■ **O QUE FAZER**: Quais linhas abaixo contêm a palavra "mountain"? Reúna todas elas e copie cada uma na íntegra, diferenciando maiúsculas de minúsculas.

■ **LINHAS DO CONJUNTO**:
..........
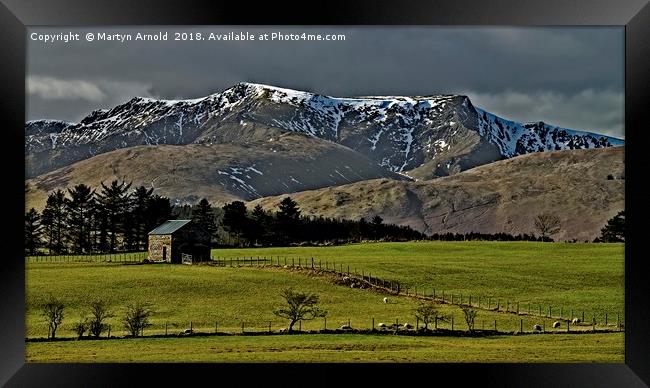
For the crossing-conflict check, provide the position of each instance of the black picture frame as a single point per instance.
..........
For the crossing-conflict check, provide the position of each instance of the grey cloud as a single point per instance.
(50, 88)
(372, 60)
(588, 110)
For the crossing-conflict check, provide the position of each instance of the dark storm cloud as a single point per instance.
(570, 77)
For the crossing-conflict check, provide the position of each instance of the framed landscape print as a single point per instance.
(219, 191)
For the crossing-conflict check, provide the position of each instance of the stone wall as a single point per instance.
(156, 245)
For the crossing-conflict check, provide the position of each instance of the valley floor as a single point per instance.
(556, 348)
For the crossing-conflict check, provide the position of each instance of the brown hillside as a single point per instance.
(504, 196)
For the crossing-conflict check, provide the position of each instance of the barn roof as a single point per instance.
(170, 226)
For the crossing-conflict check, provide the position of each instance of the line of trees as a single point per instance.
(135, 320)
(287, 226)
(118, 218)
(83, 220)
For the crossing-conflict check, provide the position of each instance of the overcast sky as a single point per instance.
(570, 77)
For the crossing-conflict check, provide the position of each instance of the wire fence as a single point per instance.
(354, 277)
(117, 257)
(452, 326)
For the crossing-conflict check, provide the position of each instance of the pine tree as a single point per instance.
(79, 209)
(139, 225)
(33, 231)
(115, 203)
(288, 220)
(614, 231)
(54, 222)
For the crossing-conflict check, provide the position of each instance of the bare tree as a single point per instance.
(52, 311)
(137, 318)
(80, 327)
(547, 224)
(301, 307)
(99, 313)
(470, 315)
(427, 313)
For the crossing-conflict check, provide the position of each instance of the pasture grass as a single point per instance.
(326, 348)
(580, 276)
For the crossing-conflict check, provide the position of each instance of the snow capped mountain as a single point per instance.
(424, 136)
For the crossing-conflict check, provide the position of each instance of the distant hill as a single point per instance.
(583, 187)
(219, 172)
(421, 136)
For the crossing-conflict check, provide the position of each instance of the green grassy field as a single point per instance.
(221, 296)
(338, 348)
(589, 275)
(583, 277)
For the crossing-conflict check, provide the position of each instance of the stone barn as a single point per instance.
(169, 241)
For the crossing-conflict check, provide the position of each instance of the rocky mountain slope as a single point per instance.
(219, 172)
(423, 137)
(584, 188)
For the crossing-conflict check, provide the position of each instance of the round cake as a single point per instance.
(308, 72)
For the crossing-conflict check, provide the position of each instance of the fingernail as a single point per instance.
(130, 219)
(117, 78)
..........
■ **SOLUÇÃO COMPLETA**:
For the crossing-conflict check, provide the position of each instance of the snow capped mountain as a single point per instance.
For the crossing-conflict check, provide the position of each instance of the rocky mountain slope as a single point per instance.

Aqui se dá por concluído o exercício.